DOCUMENT EXCERPT –
####

Trader Strategy Masterclass with Chris Tubby


Chris Tubby—50+ year market veteran, ex–London Commodity Exchange pit trader, and former market maker—sits down on the Words of Wisdom podcast to unpack a career that once accounted for up to 30% of daily coffee volume. From open-outcry floors to electronic screens, Tubby has traded it all: coffee, cocoa, metals, indices—plus years providing liquidity for banks and exchanges. If you’re a newer trader wondering what real edge looks like when the tape gets fast, this interview is your shortcut to decades of hard-won experience.

You’ll learn how Tubby builds bias with fundamentals, times entries using simple technicals (think daily pivots and clean levels), and manages risk with pre-planned exits, staggered fills, and 2:1 minimum R multiples. He explains why many traders struggle (wrong asset class, scalp-and-hope habits), what “discipline by design” looks like from market-making days, and how to pick instruments that match your personality and pace (FX vs. indices vs. commodities). Expect practical insights on stop placement, trailing protection, scaling out, and reading those “long candle → vacuum back to origin” moves—tactics you can apply on your very next trade.

Chris Tubby Playbook & Strategy: How He Actually Trades

How he frames the job (principles that drive every decision)

Chris Tubby treats trading like a business: keep it simple, define risk in advance, and focus on instruments that suit your pace. He learned this edge as a pit trader, market maker, and later trading his own capital, where “protect capital first, then make money” became a rule, not a slogan.

  • Write a one-page plan with two parts: financials (max drawdown %, daily loss stop, weekly stop, size ladder) and process (setups, time windows, review).
  • Keep setups simple and repeatable; if it needs a paragraph to explain, it’s too complex.
  • Priority order each day: risk limits → bias → setup → execution. If anyone is missing, you don’t trade.
  • Default risk: 0.25–0.5R per position until you’ve logged 30+ trades with positive expectancy in that setup.

Instruments & session selection (trade what fits your personality)

He moved through commodities, indices, FX, and options—and emphasizes matching the instrument’s tempo to yours. If you prefer fewer, cleaner rotations, pick major FX or index futures; if you like flow and mean-reversion, short-dated spreads may fit.

  • Choose one primary market + one backup (e.g., GBP/USD and S&P futures). No third chart until you’re green for the week.
  • Trade your market’s most liquid hours; if you’re a “morning operator,” confine risk to the first 2–3 hours.
  • If volatility is dead, stand down or switch to your backup session—edge relies on movement, not screen time.
  • Keep a volatility gate (e.g., ATR(14) above its 6-month median) before allowing full size.

Bias building (from big picture to trade idea)

Tubby blends practical fundamentals with simple levels. In commodities, he worked the forward curve; in directional trading, he keeps the structure clean and avoids narrative bias.

  • Define a daily bias by: trend on the higher timeframe (D/W), yesterday’s high/low, and today’s pivot/previous value area.

####

EXCERPTED RECORDS –

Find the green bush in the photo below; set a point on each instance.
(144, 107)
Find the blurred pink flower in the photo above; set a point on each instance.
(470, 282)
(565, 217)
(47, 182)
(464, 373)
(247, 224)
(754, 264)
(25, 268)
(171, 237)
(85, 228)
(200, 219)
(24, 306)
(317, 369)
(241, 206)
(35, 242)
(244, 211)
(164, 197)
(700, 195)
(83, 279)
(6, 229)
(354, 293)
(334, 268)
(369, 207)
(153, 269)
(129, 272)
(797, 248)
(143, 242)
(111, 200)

####

PROBLEM SET –
**1.** Rewrite the Chris Tubby article from "He moved through" to "not screen time.", replacing "backup" with "secondary".
**2.** According to the Chris Tubby article, what share of daily coffee volume did his career once account for?
**3.** In the Chris Tubby article, why should a trader stand down or switch to a backup session when volatility is dead?
These lines were taken from a different source than the Chris Tubby article.

SOLVED PROBLEMS –
**1.**
He moved through commodities, indices, FX, and options—and emphasizes matching the instrument’s tempo to yours. If you prefer fewer, cleaner rotations, pick major FX or index futures; if you like flow and mean-reversion, short-dated spreads may fit.

  • Choose one primary market + one secondary (e.g., GBP/USD and S&P futures). No third chart until you’re green for the week.
  • Trade your market’s most liquid hours; if you’re a “morning operator,” confine risk to the first 2–3 hours.
  • If volatility is dead, stand down or switch to your secondary session—edge relies on movement, not screen time.

**2.** Up to 30%.

**3.** The edge relies on movement, not screen time.